▶ _Task requirements_
From the forum thread about building a panel saw, reproduce word for word the stretch from "I once had a" through "Among other benefits.".

▶ _Excerpt provided_

# Has anyone here made their own Panelsaw?



## Metalriff84 (Oct 11, 2018)

I opted for a bandsaw instead of a table saw so I could keep my floor space open for larger projects. I did so intending on constructing my own panelsaw, which will go against a wall and remain out of the way, while still giving me the capability to cut full sized sheets. I'm curious to see how many people have done this. I've seen a few YouTube videos, but wasn't into the designs I was seeing. 

I have a wall with 10 feet of space available. I will likely select a nice worm drive saw to use for it instead of my super old skilsaw. This is also so I can pick up a Prazi bar attachment for said worm drive. 

Any input would be appreciated.


----------



## woodnthings (Jan 24, 2009)

*Yes, I have made one......*

After my buddy picked up a $10,000 Hol-zer for $500.00 I was envious. :| 
I had always wanted one, so I set off to build my own. It took about 2 months of construction, using both woodworking and metal fabricating skills. I wanted it to be a "no welding required" build, so that's how I made it. I also wanted it to be a 2 axis design like my buddy's unit, so I incorporated a RAS motor and carriage which locks at 90 degrees in 2 axis. It was originally intended as a horizontal unit, but 10 ft X 7 ft took up way too much floor space, so I inclined it. After many tests of the sliding mechanism and accuracy, I was pretty happy with it. Unfortunately, my actual need for it was limited, and I've not used it much. :sad2:

You can see it in My Photos, in my profile:
https://www.woodworkingtalk.com/members/woodnthings-7194/albums/panel-saw/


----------



## RonRock (Mar 27, 2014)

I once had a Milwaukee panel saw. Very nice unit. Trouble is that it still takes up a lot of space. IMO 10 foot wall is not going to be enough. If you start with an 8 foot sheet where will the saw be placed? Then for the next project will it be positioned in the right place? My Milwaukee had legs that kicked out from the top to bottom so that the sheet would lay against the frame. That made it even worse for taking up space. I thought that it would be great for breaking down sheets rather than lifting them up to the tablesaw. Didn't work out for me. I sold mine, haven't missed it yet.


That was several years ago. Now the game has changed. I'd suggest a track saw. They are great! Take up no space when not being used. Cut a near perfect straight line. Can go anywhere. Among other benefits.



I bought the Makita and two 55" tracks as well as their connectors. I do not like the connectors at all. I'll be replacing them at some point, but they do work, could be better.


----------



## woodnthings (Jan 24, 2009)

▶ _Records from a data source_
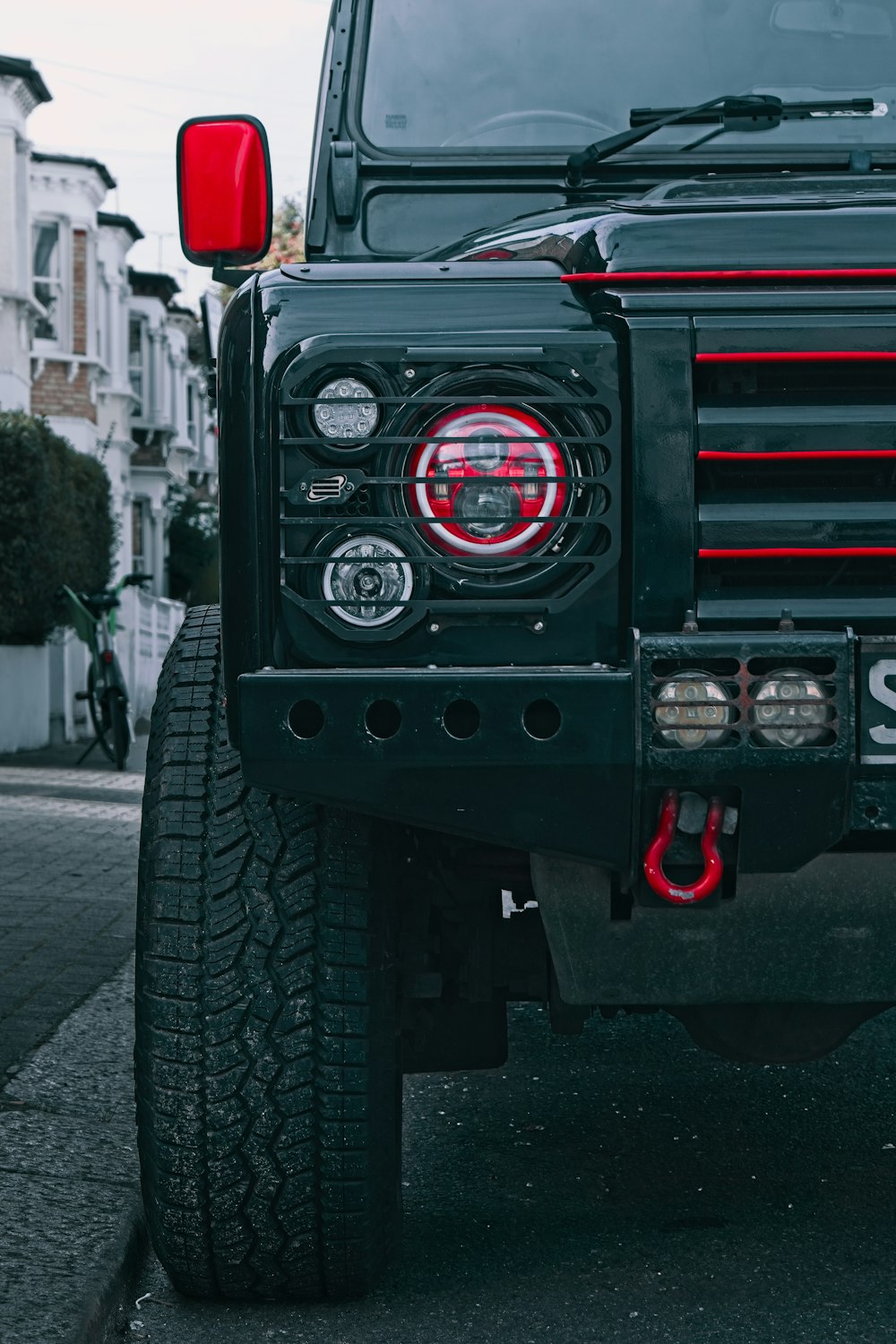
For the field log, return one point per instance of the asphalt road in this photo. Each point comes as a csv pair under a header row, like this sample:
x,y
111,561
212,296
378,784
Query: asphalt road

▶ _Result for this exercise_
I once had a Milwaukee panel saw. Very nice unit. Trouble is that it still takes up a lot of space. IMO 10 foot wall is not going to be enough. If you start with an 8 foot sheet where will the saw be placed? Then for the next project will it be positioned in the right place? My Milwaukee had legs that kicked out from the top to bottom so that the sheet would lay against the frame. That made it even worse for taking up space. I thought that it would be great for breaking down sheets rather than lifting them up to the tablesaw. Didn't work out for me. I sold mine, haven't missed it yet.


That was several years ago. Now the game has changed. I'd suggest a track saw. They are great! Take up no space when not being used. Cut a near perfect straight line. Can go anywhere. Among other benefits.